- [Your goal] Write out the entries below once more, exactly.

----------------------------------------

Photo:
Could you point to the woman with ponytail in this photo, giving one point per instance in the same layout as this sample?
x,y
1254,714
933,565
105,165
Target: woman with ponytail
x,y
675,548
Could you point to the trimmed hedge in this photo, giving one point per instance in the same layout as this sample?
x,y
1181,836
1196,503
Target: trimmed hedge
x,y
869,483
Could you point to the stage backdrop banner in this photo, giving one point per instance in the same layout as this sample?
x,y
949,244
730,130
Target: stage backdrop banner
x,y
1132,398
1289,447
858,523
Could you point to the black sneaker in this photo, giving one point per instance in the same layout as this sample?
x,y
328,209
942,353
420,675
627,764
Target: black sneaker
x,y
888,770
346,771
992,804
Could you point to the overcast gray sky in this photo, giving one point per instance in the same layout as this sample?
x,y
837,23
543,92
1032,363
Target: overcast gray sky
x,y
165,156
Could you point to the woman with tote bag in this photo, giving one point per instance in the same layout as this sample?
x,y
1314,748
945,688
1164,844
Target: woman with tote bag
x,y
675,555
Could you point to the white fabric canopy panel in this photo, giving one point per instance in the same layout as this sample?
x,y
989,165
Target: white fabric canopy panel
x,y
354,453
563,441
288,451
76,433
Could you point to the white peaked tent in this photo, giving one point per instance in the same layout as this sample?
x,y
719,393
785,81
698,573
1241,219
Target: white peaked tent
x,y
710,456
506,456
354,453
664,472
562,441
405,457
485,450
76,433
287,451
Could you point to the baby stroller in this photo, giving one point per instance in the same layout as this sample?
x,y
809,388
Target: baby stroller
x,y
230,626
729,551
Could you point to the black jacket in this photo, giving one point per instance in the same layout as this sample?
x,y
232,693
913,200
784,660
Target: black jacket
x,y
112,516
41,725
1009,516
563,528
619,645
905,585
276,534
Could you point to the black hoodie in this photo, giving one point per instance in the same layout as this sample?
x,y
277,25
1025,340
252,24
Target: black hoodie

----------------------------------------

- [Task result]
Photo:
Could you point to the woman with ponytail in this photo, giving one point per instance in the same layout as this sample?
x,y
1254,714
933,565
105,165
Target: woman with ponytail
x,y
675,548
Could you point to the trimmed hedge in this photo, giving one point per instance in the same layout as this sample?
x,y
1181,836
1196,503
Target: trimmed hedge
x,y
869,483
Could you point to the stage backdrop banner in this photo, giving one point per instance in the same layout as this sample?
x,y
949,244
730,130
Target: stage backdrop banner
x,y
1132,398
1289,447
858,523
Could you point to the black sneaker in this photo, giving one point per instance in the same layout as this sample?
x,y
328,209
942,353
420,675
627,764
Target: black sneaker
x,y
888,770
346,771
992,804
Could you point to the overcast gray sky in this photo, giving one point per instance in the same layout as this sample?
x,y
837,23
543,92
1032,363
Target: overcast gray sky
x,y
165,156
Could you point to the woman with tote bag in this photo, giving one point per instance in the same layout as this sample?
x,y
1314,748
945,688
1164,844
Target: woman with tote bag
x,y
675,555
Could you point to the white fabric canopy panel in this photo, giving one point per instance in the same layout as this sample?
x,y
989,165
Target: white fabric canopy panel
x,y
354,453
563,441
288,451
76,433
Could you point to the white peaked tent in this photo, giving one point per instance in the same layout as this sample?
x,y
719,393
785,81
698,573
1241,219
Target: white peaked tent
x,y
710,456
506,456
354,453
664,472
562,441
405,457
485,450
76,433
287,451
Could you point to the baby stroller in this photo, giving one point per instance in the same layout as this sample?
x,y
809,388
Target: baby stroller
x,y
230,626
729,551
Could you point to the black jacket in this photo, giving one point per instance in the same layout as this sample?
x,y
232,693
913,200
784,660
Target: black jacket
x,y
112,516
41,725
1009,516
563,528
619,645
905,585
276,534
Could you point to the black hoodie in this photo, giving one point per instance in the same layout as this sample?
x,y
277,25
1025,340
252,24
Target: black hoodie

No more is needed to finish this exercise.